----- Available records -----

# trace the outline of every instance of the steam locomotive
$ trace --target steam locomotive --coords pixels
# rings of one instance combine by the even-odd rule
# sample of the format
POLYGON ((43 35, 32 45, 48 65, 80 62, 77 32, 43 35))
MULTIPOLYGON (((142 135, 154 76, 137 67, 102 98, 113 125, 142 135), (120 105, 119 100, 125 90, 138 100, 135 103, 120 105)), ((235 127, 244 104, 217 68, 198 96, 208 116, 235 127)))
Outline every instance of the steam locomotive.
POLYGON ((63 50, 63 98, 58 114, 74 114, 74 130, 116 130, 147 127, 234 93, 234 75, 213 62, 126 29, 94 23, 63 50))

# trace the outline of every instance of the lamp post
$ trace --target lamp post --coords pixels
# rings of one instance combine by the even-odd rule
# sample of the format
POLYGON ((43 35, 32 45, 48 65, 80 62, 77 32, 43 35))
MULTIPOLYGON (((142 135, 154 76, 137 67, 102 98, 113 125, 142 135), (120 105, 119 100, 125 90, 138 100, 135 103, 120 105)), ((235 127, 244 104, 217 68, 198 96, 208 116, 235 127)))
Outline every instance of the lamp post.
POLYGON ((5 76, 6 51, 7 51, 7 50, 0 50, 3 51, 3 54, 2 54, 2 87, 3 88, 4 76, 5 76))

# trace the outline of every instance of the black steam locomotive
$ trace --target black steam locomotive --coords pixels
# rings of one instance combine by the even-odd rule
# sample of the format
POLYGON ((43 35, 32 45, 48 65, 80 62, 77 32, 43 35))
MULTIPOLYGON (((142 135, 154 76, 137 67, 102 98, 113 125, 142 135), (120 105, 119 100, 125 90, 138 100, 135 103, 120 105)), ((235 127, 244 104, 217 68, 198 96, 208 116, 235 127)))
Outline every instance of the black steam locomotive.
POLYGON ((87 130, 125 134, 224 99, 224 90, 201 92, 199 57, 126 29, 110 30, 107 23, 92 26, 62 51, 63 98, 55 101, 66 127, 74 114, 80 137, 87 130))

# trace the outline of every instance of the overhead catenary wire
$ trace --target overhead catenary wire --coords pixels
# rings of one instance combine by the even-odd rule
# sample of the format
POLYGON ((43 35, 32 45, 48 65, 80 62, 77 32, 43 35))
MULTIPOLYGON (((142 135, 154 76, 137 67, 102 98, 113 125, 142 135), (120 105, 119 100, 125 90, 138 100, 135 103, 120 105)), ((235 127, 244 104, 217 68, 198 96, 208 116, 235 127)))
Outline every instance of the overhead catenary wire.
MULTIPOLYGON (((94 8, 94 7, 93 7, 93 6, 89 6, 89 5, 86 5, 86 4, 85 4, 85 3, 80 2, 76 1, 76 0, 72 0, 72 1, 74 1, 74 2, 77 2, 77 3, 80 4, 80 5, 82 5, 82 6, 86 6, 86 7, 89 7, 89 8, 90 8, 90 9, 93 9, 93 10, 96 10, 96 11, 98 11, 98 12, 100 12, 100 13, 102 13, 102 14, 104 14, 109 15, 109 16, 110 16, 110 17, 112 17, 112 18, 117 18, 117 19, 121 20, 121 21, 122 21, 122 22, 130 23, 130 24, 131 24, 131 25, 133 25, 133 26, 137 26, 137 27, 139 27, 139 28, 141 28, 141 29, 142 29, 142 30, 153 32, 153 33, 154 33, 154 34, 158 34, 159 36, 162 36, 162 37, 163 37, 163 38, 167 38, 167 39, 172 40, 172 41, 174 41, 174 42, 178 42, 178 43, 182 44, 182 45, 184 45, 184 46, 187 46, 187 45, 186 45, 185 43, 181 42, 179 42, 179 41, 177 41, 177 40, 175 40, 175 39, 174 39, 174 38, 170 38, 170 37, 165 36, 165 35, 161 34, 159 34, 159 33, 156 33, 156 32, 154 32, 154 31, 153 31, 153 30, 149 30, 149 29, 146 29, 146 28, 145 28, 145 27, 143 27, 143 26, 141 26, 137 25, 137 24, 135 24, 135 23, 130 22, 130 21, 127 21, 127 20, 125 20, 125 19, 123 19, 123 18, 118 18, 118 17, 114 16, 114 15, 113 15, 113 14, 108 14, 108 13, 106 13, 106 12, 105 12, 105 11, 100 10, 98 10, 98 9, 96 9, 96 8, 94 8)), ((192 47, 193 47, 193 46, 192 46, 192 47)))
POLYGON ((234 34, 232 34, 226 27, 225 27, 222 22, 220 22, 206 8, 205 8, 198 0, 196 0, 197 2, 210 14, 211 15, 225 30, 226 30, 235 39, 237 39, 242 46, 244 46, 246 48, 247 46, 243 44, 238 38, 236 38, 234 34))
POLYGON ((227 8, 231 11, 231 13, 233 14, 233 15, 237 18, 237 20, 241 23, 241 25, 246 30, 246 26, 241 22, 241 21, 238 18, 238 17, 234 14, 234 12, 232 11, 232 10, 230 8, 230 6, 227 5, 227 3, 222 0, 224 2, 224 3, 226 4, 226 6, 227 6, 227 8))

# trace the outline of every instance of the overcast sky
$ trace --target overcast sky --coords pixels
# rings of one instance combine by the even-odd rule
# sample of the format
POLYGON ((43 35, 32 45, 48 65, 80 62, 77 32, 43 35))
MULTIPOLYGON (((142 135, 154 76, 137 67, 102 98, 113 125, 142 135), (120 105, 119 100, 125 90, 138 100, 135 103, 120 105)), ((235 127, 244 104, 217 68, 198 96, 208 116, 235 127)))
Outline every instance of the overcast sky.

-----

_Job_:
Reproduce every line of the data above without any changes.

_The reply_:
# trace the outline of every instance of the steam locomotive
$ trace --target steam locomotive --coords pixels
# rings of one instance combine by the even-odd rule
# sample of the format
POLYGON ((43 35, 32 45, 48 65, 80 62, 77 32, 43 35))
MULTIPOLYGON (((142 135, 154 76, 137 67, 102 98, 113 125, 142 135), (120 105, 119 100, 125 90, 138 100, 135 103, 120 105)), ((235 127, 244 104, 217 68, 198 96, 208 116, 235 127)))
Outline every instance of the steam locomotive.
POLYGON ((63 50, 63 98, 58 114, 74 114, 74 130, 116 130, 147 127, 234 93, 234 75, 213 62, 126 29, 94 23, 63 50))

# trace the outline of every instance of the lamp post
$ trace --target lamp post --coords pixels
# rings of one instance combine by the even-odd rule
# sample of the format
POLYGON ((43 35, 32 45, 48 65, 80 62, 77 32, 43 35))
MULTIPOLYGON (((142 135, 154 76, 137 67, 102 98, 113 125, 142 135), (120 105, 119 100, 125 90, 138 100, 135 103, 120 105)), ((235 127, 244 104, 217 68, 198 96, 208 116, 235 127)))
Outline every instance of the lamp post.
POLYGON ((5 76, 6 51, 7 51, 7 50, 0 50, 3 51, 3 54, 2 54, 2 87, 3 88, 4 76, 5 76))

# trace the outline of every instance of the black steam locomotive
$ trace --target black steam locomotive --coords pixels
# rings of one instance combine by the even-odd rule
# sample of the format
POLYGON ((43 35, 32 45, 48 65, 80 62, 77 32, 43 35))
MULTIPOLYGON (((142 135, 154 76, 137 67, 102 98, 113 125, 142 135), (120 105, 119 100, 125 90, 138 100, 135 103, 120 105)), ((235 127, 244 104, 217 68, 198 96, 208 116, 235 127)))
Outline every instance of the black steam locomotive.
POLYGON ((87 130, 125 134, 224 99, 224 90, 201 92, 199 57, 126 29, 110 30, 107 23, 92 26, 62 51, 63 98, 55 101, 66 127, 74 114, 80 137, 87 130))

# trace the outline of every instance of the overhead catenary wire
$ trace --target overhead catenary wire --coords pixels
# rings of one instance combine by the even-odd rule
# sample of the format
POLYGON ((43 35, 32 45, 48 65, 80 62, 77 32, 43 35))
MULTIPOLYGON (((142 135, 154 76, 137 67, 102 98, 113 125, 142 135), (120 105, 119 100, 125 90, 138 100, 135 103, 120 105)), ((235 127, 244 104, 217 68, 198 96, 208 116, 235 127)))
Outline every instance of the overhead catenary wire.
MULTIPOLYGON (((94 8, 94 7, 93 7, 93 6, 89 6, 89 5, 86 5, 86 4, 85 4, 85 3, 80 2, 76 1, 76 0, 72 0, 72 1, 74 1, 74 2, 77 2, 77 3, 80 4, 80 5, 82 5, 82 6, 86 6, 86 7, 89 7, 89 8, 90 8, 90 9, 93 9, 93 10, 96 10, 96 11, 98 11, 98 12, 100 12, 100 13, 102 13, 102 14, 104 14, 109 15, 109 16, 110 16, 110 17, 112 17, 112 18, 117 18, 117 19, 121 20, 121 21, 122 21, 122 22, 130 23, 130 24, 131 24, 131 25, 133 25, 133 26, 137 26, 137 27, 139 27, 139 28, 141 28, 141 29, 142 29, 142 30, 153 32, 153 33, 154 33, 154 34, 158 34, 159 36, 162 36, 162 37, 163 37, 163 38, 167 38, 167 39, 172 40, 172 41, 174 41, 174 42, 178 42, 178 43, 182 44, 182 45, 184 45, 184 46, 187 46, 187 45, 186 45, 185 43, 181 42, 179 42, 179 41, 177 41, 177 40, 175 40, 175 39, 174 39, 174 38, 170 38, 170 37, 165 36, 165 35, 161 34, 159 34, 159 33, 156 33, 156 32, 154 32, 154 31, 153 31, 153 30, 149 30, 149 29, 146 29, 146 28, 145 28, 145 27, 143 27, 143 26, 141 26, 137 25, 137 24, 135 24, 135 23, 130 22, 130 21, 127 21, 127 20, 125 20, 125 19, 123 19, 123 18, 118 18, 118 17, 114 16, 114 15, 113 15, 113 14, 108 14, 108 13, 106 13, 106 12, 105 12, 105 11, 100 10, 98 10, 98 9, 96 9, 96 8, 94 8)), ((192 47, 193 47, 193 46, 192 46, 192 47)))
POLYGON ((234 34, 232 34, 226 27, 225 27, 222 22, 220 22, 206 8, 205 8, 198 0, 196 0, 197 2, 210 14, 211 15, 225 30, 226 30, 235 39, 237 39, 242 46, 244 46, 246 48, 247 46, 243 44, 238 38, 236 38, 234 34))
POLYGON ((227 8, 231 11, 231 13, 233 14, 233 15, 237 18, 237 20, 241 23, 241 25, 246 30, 246 26, 241 22, 241 21, 238 18, 238 17, 234 14, 234 12, 232 11, 232 10, 230 8, 230 6, 227 5, 227 3, 222 0, 224 2, 224 3, 226 4, 226 6, 227 6, 227 8))

# trace the outline of every instance of the overcast sky
$ trace --target overcast sky --coords pixels
# rings of one instance combine by the even-odd rule
# sample of the format
POLYGON ((43 35, 32 45, 48 65, 80 62, 77 32, 43 35))
MULTIPOLYGON (((142 135, 154 76, 137 67, 102 98, 113 125, 142 135), (120 105, 119 100, 125 90, 138 100, 135 103, 120 105)), ((235 127, 244 104, 217 68, 198 96, 208 116, 235 127)))
Outline every instance of the overcast sky.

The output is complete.